» **EXERCICES À RÉALISER**
A) Répondez aux questions suivantes d'après l'article sur la fronde au PS :
(i) Qui avait lancé l'invitation à la réunion militante organisée par Un monde d'avance ?
(ii) Depuis quelle année Jean-Marc Germain est-il député des Hauts-de-Seine ?
(iii) Quelle fonction Pierre Laurent occupe-t-il ?
B) Reproduisez fidèlement tout le passage de l'article sur la fronde au PS, depuis « La détermination des » jusqu'à « national du PCF. » inclus.
### EXTRAIT DU DOCUMENT
La fronde « jusqu’au bout »…

Devant des socialistes en quête d’unité à gauche, Jean-Marc Germain, député « frondeur », a exposé les raisons de sa rupture avec l’exécutif.

Michel Soudais  • 19 juin 2014 abonné·es
La fronde « jusqu’au bout »…
© Photo: Michel Soudais

La détermination des « frondeurs » du PS ne faiblit pas. Plusieurs d’entre eux participaient, samedi, après le conseil national du PS, à une réunion militante organisée par Un monde d’avance, dans la salle des fêtes de la mairie du XIe arrondissement. Toutes les sensibilités critiques du PS avaient répondu à l’invitation de Guillaume Balas, nouvel élu européen, qui supplée à l’absence – la défection, disent certains – de Benoît Hamon à la tête de ce courant, pour débattre des conditions du rassemblement de la gauche avec David Cormand, numéro deux d’EELV, et Pierre Laurent, secrétaire national du PCF.

Si les grands axes d’une convergence entre les familles de la gauche ont été plus ou moins évoqués – refus des politiques d’austérité, réforme institutionnelle, intervention de l’État, réforme bancaire, transition énergétique… –, l’occasion a surtout permis d’entendre des députés qu’on n’avait pas l’habitude de voir aux côtés d’Henri Emmanuelli ou de Marie-Noëlle Lienemann. C’est le cas de Jean-Marc Germain, un des animateurs de l’Appel des cent, ce regroupement de députés contestataires qui s’apprêtent à déposer une batterie d’amendements sur le projet de loi de finances rectificatif et sur celui du financement de la Sécurité sociale. Jusqu’à ces derniers mois, cet ancien directeur de cabinet de Martine Aubry, 48 ans, polytechnicien, député des Hauts-de-Seine depuis 2012, avait « toujours appartenu à la majorité du parti ». Du coup, « peu habitué à ce type de rassemblement », comme il l’a reconnu d’entrée, il ne s’est guère étendu sur les conditions du rassemblement de la gauche : « Ce que nous avons à faire, c’est de faire ce que nous avions dit que nous ferions quand nous étions dans l’opposition. » Un écart qui explique son basculement. Refusant catégoriquement l’idée, avancée par Manuel Valls le matin même, que le PS n’avait pas assez travaillé et n’était pas préparé au pouvoir, il reproche à mots couverts à l’Élysée d’avoir rompu une maxime jospinienne : « Gouverner, c’est exécuter ce qu’on a pensé dans l’opposition. » « Si on se met à tout repenser, poursuit-il, on repense avec des hauts fonctionnaires qui, dans notre pays, c’est malheureux, sont très imprégnés du monde de la finance. »
######
### DONNÉES FOURNIES
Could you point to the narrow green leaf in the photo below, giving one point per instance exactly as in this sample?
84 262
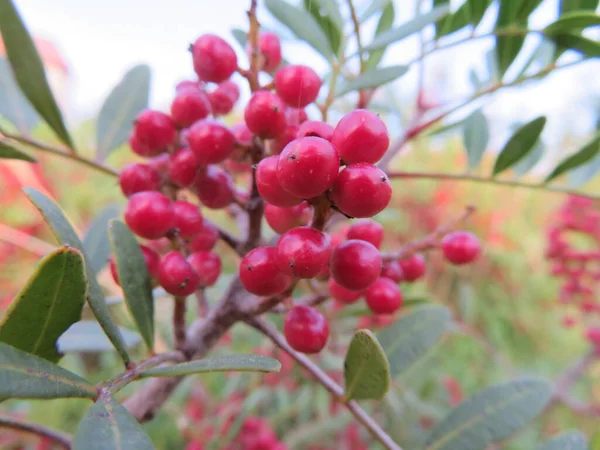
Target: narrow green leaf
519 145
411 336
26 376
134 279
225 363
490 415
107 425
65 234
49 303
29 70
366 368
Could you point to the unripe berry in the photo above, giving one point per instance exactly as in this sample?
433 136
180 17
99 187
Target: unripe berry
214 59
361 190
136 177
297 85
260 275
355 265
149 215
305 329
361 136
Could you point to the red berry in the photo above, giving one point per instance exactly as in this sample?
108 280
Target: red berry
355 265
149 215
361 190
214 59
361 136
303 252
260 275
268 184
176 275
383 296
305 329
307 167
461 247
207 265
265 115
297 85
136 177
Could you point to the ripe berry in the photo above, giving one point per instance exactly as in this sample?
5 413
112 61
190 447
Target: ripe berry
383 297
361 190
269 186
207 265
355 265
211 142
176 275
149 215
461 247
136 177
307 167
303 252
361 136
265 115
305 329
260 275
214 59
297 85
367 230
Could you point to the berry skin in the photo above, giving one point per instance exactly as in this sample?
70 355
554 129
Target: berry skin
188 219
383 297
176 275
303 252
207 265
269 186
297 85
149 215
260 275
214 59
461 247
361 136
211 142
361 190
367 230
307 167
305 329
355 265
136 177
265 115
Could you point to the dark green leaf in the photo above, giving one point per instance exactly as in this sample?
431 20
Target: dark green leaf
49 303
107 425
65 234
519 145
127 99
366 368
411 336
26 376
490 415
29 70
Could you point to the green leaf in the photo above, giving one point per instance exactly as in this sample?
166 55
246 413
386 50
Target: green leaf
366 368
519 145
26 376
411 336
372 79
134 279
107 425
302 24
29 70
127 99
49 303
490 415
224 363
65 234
######
### DONNÉES FOURNIES
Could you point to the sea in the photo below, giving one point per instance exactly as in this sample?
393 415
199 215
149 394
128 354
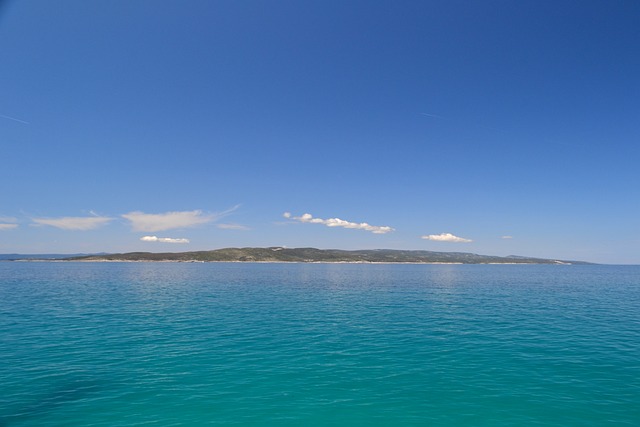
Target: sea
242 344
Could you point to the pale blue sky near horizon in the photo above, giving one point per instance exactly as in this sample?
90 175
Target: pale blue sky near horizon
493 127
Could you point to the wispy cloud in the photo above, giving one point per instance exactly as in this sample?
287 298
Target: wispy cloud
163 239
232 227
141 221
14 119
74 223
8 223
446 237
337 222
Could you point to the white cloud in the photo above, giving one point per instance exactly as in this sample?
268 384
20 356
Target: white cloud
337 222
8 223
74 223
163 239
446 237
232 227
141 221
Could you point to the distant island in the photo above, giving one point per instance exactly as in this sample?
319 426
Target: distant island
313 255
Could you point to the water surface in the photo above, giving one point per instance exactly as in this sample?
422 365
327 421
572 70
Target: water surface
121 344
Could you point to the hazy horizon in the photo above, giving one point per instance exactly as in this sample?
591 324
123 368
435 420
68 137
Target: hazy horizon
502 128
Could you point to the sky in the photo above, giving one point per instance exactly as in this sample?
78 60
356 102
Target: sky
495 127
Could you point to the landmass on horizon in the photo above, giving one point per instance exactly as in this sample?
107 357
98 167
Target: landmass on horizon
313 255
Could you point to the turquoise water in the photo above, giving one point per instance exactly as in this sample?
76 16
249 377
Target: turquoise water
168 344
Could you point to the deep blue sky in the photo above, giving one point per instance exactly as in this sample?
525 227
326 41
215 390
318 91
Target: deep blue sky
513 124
######
» **RÉPONSES AUX CONSIGNES**
A)
(i) Guillaume Balas, nouvel élu européen.
(ii) Depuis 2012.
(iii) Il est secrétaire national du PCF.

B)
La détermination des « frondeurs » du PS ne faiblit pas. Plusieurs d’entre eux participaient, samedi, après le conseil national du PS, à une réunion militante organisée par Un monde d’avance, dans la salle des fêtes de la mairie du XIe arrondissement. Toutes les sensibilités critiques du PS avaient répondu à l’invitation de Guillaume Balas, nouvel élu européen, qui supplée à l’absence – la défection, disent certains – de Benoît Hamon à la tête de ce courant, pour débattre des conditions du rassemblement de la gauche avec David Cormand, numéro deux d’EELV, et Pierre Laurent, secrétaire national du PCF.